• Stated goal: Output the line containing "One point per instance of the cathedral" and all subsequent lines of the listing below, copied exactly, with no other lines.

— START Exercise material —

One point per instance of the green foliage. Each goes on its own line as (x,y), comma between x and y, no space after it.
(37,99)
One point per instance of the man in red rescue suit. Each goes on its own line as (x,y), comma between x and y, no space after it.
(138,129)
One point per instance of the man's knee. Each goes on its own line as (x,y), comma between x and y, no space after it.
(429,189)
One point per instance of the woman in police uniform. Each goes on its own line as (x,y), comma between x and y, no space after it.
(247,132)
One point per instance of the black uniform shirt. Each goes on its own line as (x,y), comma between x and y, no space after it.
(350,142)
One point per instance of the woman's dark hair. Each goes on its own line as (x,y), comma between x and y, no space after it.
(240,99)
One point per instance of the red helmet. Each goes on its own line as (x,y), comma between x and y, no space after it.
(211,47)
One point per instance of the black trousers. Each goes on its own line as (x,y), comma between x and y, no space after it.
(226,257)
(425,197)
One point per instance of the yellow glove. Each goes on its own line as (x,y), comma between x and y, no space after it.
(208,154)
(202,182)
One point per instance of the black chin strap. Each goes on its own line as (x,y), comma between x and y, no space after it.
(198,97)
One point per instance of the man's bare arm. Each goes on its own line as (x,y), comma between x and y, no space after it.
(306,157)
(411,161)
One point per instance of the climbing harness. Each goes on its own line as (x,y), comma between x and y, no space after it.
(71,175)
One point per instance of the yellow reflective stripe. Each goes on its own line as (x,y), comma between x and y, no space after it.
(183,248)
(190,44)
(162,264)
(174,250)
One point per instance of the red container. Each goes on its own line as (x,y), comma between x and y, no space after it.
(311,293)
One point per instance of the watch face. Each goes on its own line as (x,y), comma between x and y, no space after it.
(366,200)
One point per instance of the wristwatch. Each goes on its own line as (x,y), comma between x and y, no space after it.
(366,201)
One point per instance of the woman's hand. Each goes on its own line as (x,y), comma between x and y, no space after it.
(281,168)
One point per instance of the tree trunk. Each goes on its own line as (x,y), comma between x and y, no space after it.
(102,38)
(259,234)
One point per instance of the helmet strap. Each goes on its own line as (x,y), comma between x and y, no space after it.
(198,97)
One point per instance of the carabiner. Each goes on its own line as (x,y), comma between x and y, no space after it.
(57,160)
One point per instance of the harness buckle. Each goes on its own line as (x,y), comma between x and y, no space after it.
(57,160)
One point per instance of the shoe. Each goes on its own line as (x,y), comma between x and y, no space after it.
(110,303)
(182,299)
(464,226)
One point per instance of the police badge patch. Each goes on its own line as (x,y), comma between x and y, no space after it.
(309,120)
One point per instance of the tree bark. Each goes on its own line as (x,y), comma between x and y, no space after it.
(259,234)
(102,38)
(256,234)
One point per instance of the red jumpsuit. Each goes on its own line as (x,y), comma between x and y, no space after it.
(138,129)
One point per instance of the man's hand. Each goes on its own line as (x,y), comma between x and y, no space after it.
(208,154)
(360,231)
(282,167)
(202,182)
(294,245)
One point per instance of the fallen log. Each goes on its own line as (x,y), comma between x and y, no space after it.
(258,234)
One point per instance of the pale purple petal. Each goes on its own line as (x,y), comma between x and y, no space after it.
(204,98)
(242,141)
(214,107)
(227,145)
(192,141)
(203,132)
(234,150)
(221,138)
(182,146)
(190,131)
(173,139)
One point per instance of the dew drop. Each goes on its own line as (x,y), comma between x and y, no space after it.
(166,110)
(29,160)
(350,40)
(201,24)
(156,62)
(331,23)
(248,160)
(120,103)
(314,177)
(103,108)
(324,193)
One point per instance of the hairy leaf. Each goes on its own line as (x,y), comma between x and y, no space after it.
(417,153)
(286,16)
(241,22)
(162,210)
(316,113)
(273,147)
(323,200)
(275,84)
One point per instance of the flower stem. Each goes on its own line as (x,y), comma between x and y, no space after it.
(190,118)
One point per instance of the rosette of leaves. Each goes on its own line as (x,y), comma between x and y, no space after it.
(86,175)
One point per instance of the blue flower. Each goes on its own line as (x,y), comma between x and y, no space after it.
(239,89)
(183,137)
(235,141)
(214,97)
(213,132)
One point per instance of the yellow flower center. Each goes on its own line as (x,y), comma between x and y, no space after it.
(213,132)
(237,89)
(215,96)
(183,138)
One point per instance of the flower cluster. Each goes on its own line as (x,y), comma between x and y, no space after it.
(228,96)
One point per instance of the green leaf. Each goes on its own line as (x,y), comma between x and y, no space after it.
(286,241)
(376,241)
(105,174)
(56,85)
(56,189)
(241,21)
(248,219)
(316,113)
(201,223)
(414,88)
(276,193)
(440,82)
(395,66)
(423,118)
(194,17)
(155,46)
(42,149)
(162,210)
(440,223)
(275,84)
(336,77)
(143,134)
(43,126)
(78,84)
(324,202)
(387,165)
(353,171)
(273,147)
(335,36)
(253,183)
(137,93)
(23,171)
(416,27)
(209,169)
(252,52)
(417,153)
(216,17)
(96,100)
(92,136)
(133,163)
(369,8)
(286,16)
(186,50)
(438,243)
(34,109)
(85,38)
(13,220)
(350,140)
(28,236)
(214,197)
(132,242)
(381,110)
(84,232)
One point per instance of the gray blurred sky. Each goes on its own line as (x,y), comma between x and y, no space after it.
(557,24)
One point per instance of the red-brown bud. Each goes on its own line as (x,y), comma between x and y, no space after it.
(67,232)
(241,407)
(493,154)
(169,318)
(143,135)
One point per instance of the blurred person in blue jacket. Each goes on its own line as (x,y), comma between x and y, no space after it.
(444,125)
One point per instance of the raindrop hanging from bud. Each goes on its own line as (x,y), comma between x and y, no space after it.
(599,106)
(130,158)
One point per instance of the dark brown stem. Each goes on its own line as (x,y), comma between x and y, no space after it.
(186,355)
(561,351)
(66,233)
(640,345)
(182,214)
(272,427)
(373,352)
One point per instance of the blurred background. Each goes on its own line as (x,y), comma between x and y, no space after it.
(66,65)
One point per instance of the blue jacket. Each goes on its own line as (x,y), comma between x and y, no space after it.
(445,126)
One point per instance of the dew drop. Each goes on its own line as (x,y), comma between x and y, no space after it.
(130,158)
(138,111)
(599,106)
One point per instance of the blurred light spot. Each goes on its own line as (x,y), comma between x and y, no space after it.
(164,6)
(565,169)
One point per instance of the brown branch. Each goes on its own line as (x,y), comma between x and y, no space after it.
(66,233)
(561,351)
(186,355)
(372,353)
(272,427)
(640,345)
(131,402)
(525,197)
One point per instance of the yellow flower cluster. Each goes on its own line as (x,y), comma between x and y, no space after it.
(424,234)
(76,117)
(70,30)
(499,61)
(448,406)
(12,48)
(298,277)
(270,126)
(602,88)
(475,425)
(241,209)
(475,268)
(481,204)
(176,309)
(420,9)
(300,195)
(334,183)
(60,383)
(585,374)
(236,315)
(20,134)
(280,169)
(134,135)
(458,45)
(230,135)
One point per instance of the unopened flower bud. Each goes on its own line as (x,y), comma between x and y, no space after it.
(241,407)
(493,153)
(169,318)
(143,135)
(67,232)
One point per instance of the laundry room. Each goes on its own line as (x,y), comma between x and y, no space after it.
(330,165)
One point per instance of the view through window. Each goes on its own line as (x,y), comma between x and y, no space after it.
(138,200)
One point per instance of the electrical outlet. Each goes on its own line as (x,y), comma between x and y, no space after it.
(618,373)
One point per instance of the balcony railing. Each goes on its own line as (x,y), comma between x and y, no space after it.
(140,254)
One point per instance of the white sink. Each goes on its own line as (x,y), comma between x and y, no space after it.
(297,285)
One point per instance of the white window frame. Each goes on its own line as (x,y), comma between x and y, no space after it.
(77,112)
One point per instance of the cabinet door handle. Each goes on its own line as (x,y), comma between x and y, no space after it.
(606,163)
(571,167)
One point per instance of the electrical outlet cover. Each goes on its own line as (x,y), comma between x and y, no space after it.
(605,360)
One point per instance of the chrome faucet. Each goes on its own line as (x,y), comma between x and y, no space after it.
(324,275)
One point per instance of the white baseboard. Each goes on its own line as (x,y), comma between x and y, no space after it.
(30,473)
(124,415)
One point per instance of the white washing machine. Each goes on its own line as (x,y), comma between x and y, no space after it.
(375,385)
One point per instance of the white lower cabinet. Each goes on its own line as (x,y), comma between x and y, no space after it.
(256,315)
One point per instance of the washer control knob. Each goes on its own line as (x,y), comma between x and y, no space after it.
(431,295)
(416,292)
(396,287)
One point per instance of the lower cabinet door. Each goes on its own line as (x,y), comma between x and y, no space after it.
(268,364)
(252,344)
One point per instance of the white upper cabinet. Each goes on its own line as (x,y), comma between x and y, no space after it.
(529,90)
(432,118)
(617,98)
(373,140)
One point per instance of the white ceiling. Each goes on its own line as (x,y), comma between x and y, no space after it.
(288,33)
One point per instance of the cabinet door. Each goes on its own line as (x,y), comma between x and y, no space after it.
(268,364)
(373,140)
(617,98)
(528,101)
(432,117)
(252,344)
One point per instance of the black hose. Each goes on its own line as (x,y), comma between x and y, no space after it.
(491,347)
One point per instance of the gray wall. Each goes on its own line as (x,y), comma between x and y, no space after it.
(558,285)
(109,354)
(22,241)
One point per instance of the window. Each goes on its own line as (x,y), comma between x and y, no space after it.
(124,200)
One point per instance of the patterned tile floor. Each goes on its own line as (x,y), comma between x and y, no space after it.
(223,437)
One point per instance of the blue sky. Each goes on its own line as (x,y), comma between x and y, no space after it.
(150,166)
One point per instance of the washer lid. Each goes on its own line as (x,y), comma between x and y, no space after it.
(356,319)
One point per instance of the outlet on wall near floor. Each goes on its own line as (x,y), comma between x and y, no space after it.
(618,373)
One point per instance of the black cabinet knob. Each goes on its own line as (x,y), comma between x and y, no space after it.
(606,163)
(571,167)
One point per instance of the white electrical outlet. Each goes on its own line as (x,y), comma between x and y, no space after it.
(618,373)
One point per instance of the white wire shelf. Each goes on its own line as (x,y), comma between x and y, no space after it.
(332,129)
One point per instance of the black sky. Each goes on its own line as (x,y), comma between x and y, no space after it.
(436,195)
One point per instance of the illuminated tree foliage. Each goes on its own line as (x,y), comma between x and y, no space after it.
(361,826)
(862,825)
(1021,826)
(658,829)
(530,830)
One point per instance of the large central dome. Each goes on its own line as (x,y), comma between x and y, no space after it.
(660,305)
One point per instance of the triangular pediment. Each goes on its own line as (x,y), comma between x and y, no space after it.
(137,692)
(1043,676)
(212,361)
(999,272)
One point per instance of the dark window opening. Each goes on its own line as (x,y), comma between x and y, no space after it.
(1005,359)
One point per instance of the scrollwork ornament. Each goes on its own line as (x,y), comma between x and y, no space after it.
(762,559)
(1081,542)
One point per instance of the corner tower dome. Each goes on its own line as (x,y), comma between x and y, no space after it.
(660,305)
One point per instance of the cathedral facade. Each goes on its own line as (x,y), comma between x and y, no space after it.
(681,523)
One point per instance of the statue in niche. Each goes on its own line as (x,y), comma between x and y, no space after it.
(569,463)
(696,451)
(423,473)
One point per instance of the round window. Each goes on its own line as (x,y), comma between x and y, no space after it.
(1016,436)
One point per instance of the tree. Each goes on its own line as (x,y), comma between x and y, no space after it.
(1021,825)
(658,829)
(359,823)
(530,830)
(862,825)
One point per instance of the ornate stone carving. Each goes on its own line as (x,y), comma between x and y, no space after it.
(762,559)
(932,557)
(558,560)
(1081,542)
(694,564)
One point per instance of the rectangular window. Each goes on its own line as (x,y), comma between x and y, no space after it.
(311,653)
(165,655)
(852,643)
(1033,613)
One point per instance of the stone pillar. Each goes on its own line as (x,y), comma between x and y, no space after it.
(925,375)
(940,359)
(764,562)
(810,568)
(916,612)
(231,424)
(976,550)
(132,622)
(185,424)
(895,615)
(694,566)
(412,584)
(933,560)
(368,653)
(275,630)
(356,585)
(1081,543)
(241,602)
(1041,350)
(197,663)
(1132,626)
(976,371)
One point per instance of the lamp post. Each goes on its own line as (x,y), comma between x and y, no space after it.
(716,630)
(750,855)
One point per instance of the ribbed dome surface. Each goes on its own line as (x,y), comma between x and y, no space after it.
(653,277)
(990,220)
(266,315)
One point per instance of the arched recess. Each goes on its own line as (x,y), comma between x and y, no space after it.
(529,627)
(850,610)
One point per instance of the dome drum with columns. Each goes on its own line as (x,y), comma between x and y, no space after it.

— END Exercise material —

• Full solution:
One point per instance of the cathedral facade. Each goes on its own line as (x,y), comma between x and y, no space after it.
(681,523)
One point per instance of the statue in niche. Each goes on its own line as (x,y), comma between x and y, no space after it.
(569,463)
(696,451)
(423,473)
One point per instance of the round window. Each goes on its own line as (x,y), comma between x and y, no space after it.
(1016,436)
One point per instance of the tree. Each goes on its own line as (x,y), comma between x and y, no space after it.
(1021,825)
(658,829)
(359,823)
(530,830)
(862,825)
One point per instance of the ornate stone carving. Each goes on its own line as (x,y), comma between x and y, no space after it.
(762,559)
(932,557)
(558,560)
(1081,542)
(694,564)
One point per instance of the rectangular window. Each goes on its own line as (x,y), comma between x and y, no space after it.
(311,653)
(165,655)
(852,643)
(1033,613)
One point per instance of the stone pillar. Each goes on its own line as (x,y), comma between x and y, no space after it.
(925,375)
(940,359)
(764,562)
(810,568)
(916,612)
(231,424)
(976,550)
(132,622)
(185,424)
(895,615)
(694,566)
(412,584)
(933,560)
(368,653)
(275,630)
(356,585)
(1081,543)
(241,602)
(1041,350)
(197,663)
(1132,626)
(976,371)
One point per instance of the lamp post. Each goes on its own line as (x,y), comma between x and y, no space after it.
(716,630)
(750,855)
One point per instance of the ribbed dome surface. Each goes on its own line as (x,y), comma between x and y, no space after it.
(653,277)
(990,220)
(266,315)
One point per instance of the arched recess. Each goes on its own line as (x,y), comma between x and y, no space after it.
(529,627)
(850,610)
One point per instance of the dome drum with columns. Each goes on its own line as (x,y), comma between x and y, no space after it.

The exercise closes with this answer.